Brief ->
Count the lines in the listing below that contain the word "aircraft", and give only that number.

Recorded information ->

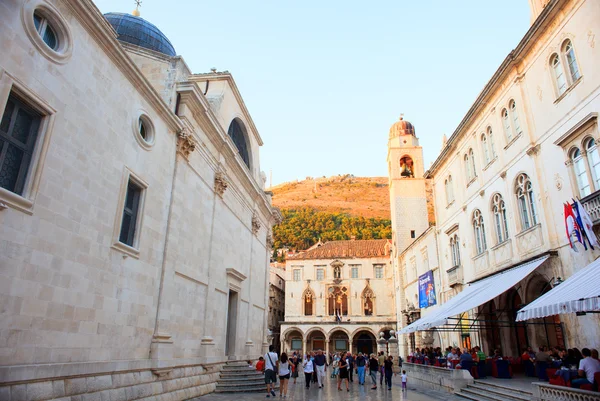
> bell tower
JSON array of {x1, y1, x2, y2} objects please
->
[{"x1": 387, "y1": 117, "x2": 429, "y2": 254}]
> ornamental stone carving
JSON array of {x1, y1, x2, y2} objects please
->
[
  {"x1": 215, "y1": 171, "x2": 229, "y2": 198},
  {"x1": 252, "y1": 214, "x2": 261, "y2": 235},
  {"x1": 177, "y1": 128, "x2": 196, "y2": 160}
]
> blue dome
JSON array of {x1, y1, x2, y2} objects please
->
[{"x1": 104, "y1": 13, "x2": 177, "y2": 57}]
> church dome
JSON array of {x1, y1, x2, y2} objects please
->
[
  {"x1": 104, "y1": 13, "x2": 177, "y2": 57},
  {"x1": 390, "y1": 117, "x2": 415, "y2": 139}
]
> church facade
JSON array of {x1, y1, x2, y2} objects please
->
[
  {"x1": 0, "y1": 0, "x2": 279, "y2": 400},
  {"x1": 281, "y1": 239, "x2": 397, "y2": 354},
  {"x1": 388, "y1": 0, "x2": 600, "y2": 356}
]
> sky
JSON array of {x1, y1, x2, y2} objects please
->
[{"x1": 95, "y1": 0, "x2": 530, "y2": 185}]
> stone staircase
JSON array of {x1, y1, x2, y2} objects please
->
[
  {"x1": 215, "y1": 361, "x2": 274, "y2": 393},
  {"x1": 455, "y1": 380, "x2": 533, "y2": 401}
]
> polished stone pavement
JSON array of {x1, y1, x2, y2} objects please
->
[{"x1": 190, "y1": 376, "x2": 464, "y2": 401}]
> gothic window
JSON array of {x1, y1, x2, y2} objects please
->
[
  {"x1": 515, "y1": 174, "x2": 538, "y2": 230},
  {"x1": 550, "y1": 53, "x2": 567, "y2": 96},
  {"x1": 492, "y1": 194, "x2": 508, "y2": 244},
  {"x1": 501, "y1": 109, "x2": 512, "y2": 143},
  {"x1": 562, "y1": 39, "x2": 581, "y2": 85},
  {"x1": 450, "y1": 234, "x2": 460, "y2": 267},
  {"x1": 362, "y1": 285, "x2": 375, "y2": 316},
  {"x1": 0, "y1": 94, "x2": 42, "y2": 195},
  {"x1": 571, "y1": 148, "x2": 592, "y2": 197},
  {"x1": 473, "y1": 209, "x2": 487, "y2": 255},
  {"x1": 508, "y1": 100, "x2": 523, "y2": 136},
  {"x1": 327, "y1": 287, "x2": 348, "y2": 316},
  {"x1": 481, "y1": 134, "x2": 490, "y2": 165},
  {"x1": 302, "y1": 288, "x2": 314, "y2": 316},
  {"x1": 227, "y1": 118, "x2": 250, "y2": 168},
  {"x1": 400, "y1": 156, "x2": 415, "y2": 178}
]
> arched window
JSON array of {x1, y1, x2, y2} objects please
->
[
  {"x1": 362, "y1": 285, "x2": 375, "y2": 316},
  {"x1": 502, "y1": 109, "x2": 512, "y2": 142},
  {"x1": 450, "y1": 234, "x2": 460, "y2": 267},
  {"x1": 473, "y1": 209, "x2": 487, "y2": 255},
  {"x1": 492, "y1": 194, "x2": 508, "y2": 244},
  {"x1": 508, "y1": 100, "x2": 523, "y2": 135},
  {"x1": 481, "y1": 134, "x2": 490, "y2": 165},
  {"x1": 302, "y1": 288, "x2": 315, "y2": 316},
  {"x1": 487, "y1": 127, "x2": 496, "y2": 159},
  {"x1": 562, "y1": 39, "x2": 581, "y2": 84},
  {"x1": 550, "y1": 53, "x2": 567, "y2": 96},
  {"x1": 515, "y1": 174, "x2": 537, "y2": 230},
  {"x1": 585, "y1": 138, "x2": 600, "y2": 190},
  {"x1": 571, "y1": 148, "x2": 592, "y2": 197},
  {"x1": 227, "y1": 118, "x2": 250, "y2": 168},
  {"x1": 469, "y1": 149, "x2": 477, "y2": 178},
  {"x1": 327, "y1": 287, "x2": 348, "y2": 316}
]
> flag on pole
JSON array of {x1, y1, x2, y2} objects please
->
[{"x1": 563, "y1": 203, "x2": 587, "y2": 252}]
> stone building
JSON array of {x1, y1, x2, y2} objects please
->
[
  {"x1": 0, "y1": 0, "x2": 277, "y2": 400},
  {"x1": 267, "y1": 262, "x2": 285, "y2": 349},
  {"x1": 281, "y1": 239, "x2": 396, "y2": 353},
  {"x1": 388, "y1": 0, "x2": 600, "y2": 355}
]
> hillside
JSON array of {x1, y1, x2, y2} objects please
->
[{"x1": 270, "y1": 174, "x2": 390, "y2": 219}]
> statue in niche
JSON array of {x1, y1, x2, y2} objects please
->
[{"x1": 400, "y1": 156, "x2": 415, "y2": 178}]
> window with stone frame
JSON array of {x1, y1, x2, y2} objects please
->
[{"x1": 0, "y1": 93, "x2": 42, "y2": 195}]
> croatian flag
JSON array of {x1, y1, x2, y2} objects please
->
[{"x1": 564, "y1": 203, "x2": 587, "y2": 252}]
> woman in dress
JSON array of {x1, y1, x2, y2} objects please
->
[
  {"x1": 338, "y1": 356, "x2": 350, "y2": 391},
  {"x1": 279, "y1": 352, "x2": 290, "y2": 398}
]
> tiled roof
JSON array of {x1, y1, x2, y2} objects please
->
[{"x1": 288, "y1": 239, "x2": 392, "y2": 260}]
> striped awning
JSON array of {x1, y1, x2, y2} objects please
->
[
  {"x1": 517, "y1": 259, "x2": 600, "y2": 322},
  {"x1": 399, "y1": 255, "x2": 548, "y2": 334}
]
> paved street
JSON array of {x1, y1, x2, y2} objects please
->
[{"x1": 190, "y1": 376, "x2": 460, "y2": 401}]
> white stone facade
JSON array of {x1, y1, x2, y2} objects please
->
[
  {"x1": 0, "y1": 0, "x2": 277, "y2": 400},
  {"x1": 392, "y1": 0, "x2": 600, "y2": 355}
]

...

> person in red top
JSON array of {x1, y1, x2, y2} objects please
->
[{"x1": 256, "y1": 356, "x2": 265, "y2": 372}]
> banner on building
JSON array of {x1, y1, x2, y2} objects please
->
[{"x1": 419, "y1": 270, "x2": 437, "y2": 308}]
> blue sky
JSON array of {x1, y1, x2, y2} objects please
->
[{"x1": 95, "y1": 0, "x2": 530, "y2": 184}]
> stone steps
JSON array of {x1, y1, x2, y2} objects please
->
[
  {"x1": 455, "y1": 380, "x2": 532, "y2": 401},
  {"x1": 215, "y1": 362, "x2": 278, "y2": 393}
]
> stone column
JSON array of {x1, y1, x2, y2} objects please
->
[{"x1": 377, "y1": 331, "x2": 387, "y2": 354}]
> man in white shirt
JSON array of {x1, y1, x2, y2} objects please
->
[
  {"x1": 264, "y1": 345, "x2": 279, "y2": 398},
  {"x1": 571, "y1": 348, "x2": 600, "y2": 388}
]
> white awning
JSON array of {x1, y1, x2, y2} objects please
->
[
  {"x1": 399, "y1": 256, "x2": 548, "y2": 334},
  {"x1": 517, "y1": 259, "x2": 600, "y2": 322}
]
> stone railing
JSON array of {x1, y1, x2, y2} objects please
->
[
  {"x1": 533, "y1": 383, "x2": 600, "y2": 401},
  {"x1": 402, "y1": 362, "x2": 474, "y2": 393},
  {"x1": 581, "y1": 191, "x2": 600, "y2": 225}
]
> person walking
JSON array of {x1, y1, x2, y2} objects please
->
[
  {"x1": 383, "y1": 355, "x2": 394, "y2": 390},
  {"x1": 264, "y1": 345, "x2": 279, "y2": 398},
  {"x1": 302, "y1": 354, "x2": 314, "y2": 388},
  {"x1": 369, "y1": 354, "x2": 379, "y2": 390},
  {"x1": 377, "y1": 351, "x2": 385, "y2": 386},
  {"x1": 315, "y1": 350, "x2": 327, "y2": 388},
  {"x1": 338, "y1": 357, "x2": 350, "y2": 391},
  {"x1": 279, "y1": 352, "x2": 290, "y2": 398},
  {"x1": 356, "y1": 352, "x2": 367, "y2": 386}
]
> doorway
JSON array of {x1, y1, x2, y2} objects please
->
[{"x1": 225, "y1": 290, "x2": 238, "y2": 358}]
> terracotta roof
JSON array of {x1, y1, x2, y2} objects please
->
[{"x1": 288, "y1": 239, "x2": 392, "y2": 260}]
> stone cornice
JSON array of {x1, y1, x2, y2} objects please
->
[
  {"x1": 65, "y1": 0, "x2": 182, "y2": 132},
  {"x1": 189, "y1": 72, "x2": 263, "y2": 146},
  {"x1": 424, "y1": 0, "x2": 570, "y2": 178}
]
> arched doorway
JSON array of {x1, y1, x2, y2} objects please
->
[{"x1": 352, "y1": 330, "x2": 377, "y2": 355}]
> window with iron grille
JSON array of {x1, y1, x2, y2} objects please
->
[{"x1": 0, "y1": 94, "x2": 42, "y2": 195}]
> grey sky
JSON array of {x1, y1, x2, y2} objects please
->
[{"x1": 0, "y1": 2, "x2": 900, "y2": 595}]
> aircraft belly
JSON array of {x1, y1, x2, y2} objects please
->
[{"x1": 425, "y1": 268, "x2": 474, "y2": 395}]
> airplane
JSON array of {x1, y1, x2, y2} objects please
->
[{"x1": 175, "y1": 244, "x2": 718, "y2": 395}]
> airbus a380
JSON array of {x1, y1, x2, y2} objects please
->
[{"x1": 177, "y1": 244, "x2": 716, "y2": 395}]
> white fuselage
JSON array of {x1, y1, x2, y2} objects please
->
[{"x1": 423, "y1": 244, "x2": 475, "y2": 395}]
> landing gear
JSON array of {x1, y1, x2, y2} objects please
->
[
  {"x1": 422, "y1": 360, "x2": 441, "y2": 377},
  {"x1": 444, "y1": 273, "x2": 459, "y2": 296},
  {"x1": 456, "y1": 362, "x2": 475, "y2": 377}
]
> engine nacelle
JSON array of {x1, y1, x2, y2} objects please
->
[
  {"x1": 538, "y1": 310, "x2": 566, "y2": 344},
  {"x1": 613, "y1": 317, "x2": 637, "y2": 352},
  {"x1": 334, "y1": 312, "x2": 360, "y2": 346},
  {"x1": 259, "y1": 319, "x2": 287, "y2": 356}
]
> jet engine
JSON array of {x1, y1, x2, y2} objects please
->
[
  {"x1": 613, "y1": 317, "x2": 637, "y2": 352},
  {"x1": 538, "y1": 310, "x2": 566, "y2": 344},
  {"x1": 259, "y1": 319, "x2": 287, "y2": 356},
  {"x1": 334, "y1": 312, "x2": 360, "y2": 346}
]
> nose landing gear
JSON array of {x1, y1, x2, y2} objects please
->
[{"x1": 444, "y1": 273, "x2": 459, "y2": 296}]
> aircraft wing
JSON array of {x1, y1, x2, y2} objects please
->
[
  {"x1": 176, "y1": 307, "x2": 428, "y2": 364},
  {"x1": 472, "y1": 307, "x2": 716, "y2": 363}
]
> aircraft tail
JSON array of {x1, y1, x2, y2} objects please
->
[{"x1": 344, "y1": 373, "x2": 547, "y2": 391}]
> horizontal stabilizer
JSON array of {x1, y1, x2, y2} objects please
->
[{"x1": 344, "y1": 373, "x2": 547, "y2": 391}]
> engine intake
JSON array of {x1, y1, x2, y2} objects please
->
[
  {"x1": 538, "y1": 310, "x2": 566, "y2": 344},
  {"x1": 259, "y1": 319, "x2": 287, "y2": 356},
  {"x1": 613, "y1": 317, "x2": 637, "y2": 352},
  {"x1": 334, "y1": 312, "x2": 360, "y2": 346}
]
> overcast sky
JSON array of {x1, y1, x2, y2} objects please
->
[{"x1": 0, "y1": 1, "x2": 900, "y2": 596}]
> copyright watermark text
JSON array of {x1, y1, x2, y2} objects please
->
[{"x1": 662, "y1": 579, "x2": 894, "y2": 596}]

...

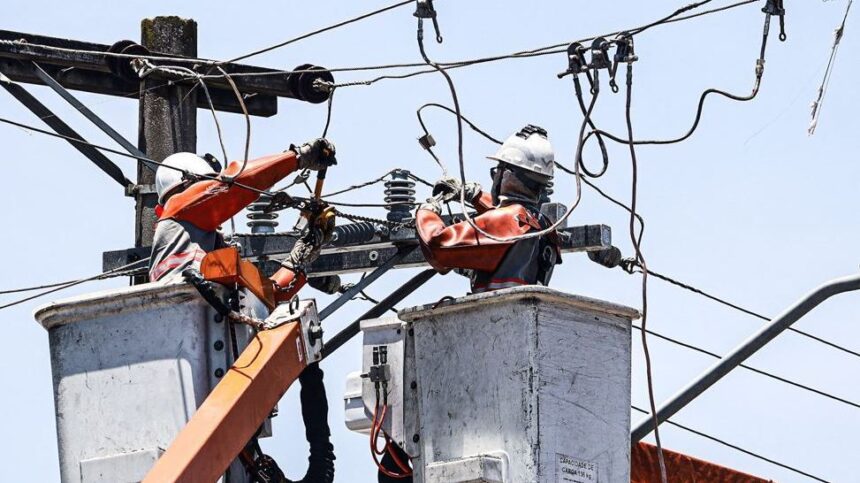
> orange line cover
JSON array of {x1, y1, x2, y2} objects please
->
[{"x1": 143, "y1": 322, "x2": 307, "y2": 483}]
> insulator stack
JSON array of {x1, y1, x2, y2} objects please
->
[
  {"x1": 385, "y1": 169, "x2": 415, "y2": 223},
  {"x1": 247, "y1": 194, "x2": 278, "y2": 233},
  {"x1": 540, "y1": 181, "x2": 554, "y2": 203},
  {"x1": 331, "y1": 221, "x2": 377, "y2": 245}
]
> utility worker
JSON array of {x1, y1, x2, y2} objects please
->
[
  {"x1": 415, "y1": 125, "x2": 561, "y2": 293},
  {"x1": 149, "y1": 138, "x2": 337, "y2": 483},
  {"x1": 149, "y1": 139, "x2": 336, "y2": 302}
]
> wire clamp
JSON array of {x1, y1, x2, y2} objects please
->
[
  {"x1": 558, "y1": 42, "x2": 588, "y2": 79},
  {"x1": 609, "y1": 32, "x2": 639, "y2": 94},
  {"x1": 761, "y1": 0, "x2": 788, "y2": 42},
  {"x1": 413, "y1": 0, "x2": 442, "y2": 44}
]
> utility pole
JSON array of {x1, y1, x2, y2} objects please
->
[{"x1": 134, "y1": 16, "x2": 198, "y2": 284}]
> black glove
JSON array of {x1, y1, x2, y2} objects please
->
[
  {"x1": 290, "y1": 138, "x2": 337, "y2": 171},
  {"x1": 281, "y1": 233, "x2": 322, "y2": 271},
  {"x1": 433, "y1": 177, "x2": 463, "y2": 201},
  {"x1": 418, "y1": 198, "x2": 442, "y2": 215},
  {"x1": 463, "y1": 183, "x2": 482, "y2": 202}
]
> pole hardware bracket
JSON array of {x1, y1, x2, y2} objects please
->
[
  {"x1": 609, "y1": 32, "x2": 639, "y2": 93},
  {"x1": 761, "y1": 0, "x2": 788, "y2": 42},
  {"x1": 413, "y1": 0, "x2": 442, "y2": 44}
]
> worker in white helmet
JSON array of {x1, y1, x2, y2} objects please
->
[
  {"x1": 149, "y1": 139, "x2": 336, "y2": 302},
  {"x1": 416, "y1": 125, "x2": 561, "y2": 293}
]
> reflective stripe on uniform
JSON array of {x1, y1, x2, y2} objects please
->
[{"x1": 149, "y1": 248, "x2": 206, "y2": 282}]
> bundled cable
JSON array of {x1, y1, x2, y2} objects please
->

Completed task ->
3